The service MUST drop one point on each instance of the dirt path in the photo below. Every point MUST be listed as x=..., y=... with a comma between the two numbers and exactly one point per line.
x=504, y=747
==
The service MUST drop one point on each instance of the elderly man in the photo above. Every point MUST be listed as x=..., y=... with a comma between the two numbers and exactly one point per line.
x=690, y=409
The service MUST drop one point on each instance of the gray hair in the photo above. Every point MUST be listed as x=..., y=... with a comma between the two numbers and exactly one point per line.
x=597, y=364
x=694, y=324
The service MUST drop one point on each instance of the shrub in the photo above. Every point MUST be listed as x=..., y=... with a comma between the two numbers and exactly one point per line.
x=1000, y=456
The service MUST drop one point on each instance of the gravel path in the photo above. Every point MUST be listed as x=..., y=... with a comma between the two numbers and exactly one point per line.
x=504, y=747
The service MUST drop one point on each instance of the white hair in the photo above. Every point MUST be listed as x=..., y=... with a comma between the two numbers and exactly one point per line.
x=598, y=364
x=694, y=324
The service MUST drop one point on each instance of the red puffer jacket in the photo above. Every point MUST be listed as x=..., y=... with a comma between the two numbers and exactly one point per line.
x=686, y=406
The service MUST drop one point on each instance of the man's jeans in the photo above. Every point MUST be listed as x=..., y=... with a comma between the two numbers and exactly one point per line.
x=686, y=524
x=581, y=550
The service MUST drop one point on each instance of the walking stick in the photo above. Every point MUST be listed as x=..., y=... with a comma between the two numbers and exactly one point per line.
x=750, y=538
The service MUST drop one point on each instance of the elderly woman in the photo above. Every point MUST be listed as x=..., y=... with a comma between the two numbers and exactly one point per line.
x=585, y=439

Problem requirements >> Turn everything in the material from the line containing "of the walking" down to the line containing "x=585, y=439" into a numbered list, dropping any blank lines.

Output for this task >>
1. The service MUST drop one point on each instance of the walking stick in the photo above. Every point MUST be listed as x=..., y=... with a comma between the two numbers and exactly one point per line.
2. x=750, y=538
3. The service MUST drop one point on each instance of the elderly woman in the photo above. Every point MUST be listed as x=..., y=... with a comma between the two numbers and exactly one point per line.
4. x=585, y=439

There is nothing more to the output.